* [Problem to work on] Write the next part of the press release opposing FDA approval of liprotamase, starting after its last sentence.

Jan. 12, 2011
Proposed Drug to Treat Certain Cystic Fibrosis Patients Should Not Be Approved; Trials Would Be Unethical
Dr. Michael Carome, Deputy Director of Public Citizen’s Health Research Group, Testifies Today Before FDA Committee
WASHINGTON, D.C. – Liprotamase, a new drug proposed to treat patients with cystic fibrosis who have problems digesting food, should not be approved by the Food and Drug Administration (FDA), and further proposed trials to determine the effectiveness of liprotamase would be unethical, Public Citizen told an FDA advisory committee today.
Data from initial studies show that liprotamase, a drug that replaces pancreatic enzymes for digesting food that are deficient in children and adults with cystic fibrosis and other diseases, is less effective than pancreatic enzyme products already approved by the FDA, Dr. Michael Carome, deputy director of Public Citizen’s Health Research Group, said. In addition, liprotamase, manufactured by Alnara Pharmaceuticals, a wholly owned subsidiary of Eli Lilly and Company, raises safety concerns related to potential inadequate growth, malnutrition, liver toxicity and intestinal disorders.

* [Dataset excerpts]
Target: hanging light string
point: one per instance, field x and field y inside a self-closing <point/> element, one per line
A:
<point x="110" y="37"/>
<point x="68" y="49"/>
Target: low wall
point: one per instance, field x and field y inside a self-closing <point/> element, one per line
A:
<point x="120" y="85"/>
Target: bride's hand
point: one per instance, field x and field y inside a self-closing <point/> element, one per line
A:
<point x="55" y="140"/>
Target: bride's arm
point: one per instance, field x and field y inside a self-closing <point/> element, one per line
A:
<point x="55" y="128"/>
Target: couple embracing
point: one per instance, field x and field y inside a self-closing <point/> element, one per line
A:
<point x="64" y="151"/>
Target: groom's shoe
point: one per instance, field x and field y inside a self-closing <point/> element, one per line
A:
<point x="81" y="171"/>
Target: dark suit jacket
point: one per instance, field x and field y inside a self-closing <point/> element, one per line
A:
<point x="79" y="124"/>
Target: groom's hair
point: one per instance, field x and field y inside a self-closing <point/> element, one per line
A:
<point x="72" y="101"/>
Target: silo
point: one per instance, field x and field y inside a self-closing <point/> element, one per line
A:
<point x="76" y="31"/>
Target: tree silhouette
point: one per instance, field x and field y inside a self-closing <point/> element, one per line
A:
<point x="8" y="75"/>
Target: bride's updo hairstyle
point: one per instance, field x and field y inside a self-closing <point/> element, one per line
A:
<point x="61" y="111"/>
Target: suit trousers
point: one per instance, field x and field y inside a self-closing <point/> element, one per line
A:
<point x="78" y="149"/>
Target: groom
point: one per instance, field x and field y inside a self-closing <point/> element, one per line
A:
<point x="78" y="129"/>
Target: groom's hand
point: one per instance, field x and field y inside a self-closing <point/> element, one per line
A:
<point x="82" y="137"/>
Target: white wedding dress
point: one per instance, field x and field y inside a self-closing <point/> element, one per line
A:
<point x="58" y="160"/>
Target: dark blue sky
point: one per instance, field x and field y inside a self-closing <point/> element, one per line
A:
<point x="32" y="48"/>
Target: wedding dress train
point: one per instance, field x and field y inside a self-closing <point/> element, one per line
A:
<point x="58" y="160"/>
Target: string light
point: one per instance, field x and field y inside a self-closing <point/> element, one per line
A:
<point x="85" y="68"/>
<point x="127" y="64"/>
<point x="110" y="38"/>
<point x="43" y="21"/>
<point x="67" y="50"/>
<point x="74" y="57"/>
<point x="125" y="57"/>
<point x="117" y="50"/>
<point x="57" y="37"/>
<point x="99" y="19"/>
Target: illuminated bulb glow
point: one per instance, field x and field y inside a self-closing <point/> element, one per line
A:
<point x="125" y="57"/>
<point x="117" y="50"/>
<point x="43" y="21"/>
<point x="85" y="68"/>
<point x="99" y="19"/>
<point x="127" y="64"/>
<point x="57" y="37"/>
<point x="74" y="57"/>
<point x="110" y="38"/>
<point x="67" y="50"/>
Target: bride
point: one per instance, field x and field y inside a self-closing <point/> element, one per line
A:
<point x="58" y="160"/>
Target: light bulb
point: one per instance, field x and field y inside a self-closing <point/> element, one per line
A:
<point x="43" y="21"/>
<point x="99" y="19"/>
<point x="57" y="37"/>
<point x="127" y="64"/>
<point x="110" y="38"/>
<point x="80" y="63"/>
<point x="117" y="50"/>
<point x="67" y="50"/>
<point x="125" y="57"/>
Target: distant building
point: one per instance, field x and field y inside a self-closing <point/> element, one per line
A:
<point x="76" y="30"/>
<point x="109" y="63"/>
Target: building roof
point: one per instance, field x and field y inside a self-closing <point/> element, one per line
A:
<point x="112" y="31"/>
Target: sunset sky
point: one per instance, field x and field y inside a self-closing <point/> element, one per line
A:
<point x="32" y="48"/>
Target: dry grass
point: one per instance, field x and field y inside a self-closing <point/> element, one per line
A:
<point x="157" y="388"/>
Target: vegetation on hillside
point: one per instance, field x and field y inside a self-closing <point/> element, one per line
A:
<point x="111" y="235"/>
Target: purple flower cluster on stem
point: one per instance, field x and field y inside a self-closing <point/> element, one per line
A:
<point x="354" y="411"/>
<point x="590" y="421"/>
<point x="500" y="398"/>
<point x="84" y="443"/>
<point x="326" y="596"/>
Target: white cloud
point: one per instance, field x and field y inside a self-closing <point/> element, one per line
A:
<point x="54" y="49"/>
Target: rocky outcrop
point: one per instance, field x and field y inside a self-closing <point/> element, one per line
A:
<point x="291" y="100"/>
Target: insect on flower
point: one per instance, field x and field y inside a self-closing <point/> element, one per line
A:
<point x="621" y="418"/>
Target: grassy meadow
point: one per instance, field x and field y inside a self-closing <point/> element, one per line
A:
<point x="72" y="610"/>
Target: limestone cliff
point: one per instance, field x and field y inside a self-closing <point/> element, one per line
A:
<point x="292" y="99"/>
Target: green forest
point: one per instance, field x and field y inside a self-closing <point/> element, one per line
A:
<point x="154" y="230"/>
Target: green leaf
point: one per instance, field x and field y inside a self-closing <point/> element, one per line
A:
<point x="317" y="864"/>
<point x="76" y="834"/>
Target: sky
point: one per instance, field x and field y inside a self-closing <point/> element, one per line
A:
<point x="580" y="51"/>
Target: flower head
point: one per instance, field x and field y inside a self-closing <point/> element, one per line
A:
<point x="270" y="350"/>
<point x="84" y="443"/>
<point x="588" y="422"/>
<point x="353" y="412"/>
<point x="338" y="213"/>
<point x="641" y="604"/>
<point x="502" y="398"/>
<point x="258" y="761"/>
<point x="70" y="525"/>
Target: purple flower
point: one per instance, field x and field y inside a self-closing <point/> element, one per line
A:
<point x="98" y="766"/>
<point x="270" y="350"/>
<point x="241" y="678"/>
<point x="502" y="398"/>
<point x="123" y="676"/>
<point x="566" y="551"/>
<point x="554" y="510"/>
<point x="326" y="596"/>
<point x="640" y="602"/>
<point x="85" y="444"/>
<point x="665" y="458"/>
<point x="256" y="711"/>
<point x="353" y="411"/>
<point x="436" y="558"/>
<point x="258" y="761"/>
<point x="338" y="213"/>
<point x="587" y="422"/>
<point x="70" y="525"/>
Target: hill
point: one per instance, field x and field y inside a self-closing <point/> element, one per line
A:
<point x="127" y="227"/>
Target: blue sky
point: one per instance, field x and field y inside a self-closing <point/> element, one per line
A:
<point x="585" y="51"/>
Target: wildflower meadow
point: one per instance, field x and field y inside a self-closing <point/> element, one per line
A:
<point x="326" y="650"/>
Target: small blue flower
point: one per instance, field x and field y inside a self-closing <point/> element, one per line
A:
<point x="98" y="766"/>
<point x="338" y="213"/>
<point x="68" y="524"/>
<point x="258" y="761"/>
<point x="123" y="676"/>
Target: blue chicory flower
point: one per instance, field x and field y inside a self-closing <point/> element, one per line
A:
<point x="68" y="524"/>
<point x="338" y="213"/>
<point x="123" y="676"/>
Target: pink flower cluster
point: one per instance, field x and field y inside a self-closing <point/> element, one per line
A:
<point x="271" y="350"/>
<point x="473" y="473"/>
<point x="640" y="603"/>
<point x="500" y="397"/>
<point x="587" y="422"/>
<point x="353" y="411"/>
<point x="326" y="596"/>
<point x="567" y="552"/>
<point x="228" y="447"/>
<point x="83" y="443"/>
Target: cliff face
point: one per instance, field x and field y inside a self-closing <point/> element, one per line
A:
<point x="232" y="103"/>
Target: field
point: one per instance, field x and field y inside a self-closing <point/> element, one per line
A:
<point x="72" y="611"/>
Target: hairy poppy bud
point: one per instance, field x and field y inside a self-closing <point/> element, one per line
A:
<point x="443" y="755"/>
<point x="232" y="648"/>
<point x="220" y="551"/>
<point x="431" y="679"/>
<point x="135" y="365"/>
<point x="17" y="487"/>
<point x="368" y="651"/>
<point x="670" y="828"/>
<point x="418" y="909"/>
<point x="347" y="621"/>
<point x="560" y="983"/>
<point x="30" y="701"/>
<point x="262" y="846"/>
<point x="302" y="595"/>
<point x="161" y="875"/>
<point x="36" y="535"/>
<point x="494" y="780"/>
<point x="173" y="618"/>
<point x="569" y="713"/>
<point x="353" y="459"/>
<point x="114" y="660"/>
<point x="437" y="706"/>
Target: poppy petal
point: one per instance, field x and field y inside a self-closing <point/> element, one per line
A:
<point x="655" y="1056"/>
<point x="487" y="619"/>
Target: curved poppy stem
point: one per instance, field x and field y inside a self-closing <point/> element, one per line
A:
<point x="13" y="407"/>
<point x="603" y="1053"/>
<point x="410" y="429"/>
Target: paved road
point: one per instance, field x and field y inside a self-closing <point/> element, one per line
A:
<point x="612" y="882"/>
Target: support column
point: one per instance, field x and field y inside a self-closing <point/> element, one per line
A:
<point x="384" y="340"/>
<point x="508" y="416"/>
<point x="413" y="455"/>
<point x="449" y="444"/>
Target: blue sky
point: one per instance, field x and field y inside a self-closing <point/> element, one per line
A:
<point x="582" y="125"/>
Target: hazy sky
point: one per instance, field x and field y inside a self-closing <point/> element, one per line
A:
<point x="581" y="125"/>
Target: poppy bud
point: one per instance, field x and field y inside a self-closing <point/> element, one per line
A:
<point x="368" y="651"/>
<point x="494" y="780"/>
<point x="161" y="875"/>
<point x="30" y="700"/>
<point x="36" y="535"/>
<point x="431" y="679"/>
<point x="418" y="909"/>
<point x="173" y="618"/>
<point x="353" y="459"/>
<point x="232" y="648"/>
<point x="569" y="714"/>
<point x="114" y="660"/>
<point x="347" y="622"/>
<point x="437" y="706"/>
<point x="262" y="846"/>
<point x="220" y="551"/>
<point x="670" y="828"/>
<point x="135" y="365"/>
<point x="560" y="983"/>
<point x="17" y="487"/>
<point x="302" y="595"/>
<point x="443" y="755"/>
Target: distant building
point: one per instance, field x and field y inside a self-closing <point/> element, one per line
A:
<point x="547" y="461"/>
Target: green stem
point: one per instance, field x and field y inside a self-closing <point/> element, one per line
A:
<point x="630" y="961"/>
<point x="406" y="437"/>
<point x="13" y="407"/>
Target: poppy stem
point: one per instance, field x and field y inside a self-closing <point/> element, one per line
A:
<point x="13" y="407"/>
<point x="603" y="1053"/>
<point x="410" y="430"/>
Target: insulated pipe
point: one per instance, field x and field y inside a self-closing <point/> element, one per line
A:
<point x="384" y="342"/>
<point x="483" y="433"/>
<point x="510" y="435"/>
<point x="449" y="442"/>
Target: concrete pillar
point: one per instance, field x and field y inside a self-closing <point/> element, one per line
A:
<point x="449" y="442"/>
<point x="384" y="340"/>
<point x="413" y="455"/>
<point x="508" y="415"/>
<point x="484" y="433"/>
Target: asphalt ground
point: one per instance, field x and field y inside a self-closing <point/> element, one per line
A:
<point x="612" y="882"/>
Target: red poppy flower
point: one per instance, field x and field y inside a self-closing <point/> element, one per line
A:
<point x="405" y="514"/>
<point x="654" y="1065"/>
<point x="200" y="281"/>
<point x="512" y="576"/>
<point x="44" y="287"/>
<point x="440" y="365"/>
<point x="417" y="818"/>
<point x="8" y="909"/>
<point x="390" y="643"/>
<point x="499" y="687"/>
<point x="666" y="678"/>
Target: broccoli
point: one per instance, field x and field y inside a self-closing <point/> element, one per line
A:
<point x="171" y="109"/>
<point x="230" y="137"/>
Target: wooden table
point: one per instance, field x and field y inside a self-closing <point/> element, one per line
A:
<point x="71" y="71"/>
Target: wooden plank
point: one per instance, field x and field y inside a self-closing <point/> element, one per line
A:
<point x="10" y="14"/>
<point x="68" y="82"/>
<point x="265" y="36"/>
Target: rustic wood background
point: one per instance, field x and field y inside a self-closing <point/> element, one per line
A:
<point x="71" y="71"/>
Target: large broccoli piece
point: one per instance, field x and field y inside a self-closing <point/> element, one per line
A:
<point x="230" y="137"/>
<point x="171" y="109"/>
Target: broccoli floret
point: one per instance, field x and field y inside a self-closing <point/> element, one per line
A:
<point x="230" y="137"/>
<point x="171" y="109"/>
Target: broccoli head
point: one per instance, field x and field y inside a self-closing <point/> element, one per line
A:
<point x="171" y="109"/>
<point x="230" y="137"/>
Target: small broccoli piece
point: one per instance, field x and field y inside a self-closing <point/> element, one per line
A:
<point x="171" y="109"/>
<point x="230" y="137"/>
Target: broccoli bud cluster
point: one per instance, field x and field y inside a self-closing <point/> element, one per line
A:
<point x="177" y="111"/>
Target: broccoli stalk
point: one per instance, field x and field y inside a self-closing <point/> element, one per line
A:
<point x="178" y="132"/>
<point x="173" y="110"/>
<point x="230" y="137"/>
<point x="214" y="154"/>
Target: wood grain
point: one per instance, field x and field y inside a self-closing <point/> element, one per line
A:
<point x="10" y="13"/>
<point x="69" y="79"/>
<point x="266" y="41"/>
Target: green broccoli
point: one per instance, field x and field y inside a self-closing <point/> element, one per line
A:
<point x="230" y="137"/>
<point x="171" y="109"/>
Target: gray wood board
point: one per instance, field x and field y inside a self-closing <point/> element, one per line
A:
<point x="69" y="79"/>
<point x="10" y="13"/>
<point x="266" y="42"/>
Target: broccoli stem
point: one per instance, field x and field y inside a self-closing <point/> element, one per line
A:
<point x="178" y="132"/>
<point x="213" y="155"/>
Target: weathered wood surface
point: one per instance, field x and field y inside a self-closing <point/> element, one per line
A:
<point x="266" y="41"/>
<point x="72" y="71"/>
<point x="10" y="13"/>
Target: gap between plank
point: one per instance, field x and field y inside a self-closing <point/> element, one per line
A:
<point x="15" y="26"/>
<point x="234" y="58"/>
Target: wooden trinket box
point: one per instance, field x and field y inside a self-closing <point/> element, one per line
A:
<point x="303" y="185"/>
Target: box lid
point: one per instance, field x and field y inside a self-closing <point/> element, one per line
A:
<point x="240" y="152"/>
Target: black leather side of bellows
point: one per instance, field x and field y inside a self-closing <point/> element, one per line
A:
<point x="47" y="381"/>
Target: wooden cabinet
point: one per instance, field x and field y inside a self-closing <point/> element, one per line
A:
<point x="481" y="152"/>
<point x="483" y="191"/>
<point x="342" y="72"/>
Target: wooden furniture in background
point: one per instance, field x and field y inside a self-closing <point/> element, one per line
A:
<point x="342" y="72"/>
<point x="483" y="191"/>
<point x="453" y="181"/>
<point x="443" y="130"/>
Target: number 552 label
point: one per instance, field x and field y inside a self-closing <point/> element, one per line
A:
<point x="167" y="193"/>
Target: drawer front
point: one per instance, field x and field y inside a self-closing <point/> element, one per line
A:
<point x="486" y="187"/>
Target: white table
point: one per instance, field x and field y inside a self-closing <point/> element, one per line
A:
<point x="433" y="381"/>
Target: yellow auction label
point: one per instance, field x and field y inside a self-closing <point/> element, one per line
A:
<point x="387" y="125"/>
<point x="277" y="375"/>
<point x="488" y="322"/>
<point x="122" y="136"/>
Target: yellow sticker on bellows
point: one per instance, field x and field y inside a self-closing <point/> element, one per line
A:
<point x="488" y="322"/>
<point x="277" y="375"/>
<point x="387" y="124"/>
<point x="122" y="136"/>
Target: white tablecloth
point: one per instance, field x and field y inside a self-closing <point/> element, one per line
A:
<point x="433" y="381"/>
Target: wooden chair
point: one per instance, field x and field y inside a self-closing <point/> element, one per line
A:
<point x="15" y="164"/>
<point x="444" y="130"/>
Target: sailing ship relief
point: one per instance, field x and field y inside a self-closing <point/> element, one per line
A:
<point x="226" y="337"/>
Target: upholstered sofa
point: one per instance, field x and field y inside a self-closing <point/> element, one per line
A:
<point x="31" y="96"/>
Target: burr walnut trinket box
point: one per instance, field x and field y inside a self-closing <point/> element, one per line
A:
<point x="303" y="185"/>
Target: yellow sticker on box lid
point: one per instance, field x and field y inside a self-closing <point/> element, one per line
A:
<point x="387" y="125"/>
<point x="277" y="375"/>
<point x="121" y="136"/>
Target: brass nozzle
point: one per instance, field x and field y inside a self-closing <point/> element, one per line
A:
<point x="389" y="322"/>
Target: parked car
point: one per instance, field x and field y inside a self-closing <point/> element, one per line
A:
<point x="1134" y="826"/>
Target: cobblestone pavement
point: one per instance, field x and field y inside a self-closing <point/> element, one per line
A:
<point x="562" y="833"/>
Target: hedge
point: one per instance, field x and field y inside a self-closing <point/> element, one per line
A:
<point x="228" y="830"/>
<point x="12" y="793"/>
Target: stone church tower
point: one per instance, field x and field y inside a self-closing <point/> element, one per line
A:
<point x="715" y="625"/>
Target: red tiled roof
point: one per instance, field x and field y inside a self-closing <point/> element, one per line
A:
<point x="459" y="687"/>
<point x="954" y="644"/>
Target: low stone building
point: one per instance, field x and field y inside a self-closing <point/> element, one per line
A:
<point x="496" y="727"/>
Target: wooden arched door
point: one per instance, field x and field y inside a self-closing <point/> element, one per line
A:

* [Result of the exercise]
The FDA convened its advisory committee to address the question of whether the agency should approve liprotamase given the drug’s potential risks and decreased benefits.
Parents who are informed about the risks likely would not enroll their children in future randomized studies comparing the drug to older, more effective and safer FDA-approved products, Carome told the Gastrointestinal Drugs Advisory Committee. Further, such a randomized study would not satisfy the criteria for approval under FDA regulations concerning additional safeguards needed for children in clinical investigations.
“There are better, safer and more effective drugs other than liprotamase that are available for treating patients with cystic fibrosis,” Dr. Carome said.